# Your task
Copy the material starting at the line containing "the bed skirt?" and ending at the line containing "[28,139,69,231]", requests included, and offset every bounding box coordinate in the answers by adding 110. Reproduce only those lines.

· · · · ·

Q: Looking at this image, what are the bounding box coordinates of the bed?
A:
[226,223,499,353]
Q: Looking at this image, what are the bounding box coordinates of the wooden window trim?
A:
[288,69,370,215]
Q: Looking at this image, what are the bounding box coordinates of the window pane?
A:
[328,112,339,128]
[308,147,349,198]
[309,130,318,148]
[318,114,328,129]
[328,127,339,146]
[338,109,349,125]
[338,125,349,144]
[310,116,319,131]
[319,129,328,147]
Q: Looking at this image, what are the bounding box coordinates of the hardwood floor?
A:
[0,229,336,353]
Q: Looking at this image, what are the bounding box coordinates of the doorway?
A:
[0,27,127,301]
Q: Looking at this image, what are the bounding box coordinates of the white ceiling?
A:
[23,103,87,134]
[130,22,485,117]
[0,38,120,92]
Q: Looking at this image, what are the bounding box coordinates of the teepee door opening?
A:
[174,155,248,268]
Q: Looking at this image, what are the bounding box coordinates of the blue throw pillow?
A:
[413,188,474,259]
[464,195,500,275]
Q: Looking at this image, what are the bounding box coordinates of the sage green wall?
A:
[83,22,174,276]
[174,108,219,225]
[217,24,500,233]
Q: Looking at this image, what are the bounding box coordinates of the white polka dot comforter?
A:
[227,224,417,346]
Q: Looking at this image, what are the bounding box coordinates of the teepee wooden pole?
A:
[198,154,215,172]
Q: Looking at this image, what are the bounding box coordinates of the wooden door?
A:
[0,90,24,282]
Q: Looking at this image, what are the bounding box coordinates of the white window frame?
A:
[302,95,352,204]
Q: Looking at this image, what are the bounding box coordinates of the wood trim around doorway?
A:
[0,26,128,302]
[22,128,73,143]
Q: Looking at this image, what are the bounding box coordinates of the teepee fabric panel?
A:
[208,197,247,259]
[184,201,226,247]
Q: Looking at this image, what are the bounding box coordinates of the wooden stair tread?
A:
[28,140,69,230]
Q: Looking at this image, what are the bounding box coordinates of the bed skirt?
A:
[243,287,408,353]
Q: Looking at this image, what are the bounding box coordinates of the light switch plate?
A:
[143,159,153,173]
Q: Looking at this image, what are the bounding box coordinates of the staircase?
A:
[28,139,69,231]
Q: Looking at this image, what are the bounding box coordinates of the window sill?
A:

· · · · ·

# Exercise answer
Q: Looking at this image, what are the bounding box coordinates of the bed skirt?
A:
[353,397,518,463]
Q: Looking at this image, what are the bounding box coordinates of the light switch plate?
A:
[253,269,263,283]
Q: Looking at this image, what are the bounding box coordinates of the staircase?
A:
[138,249,179,341]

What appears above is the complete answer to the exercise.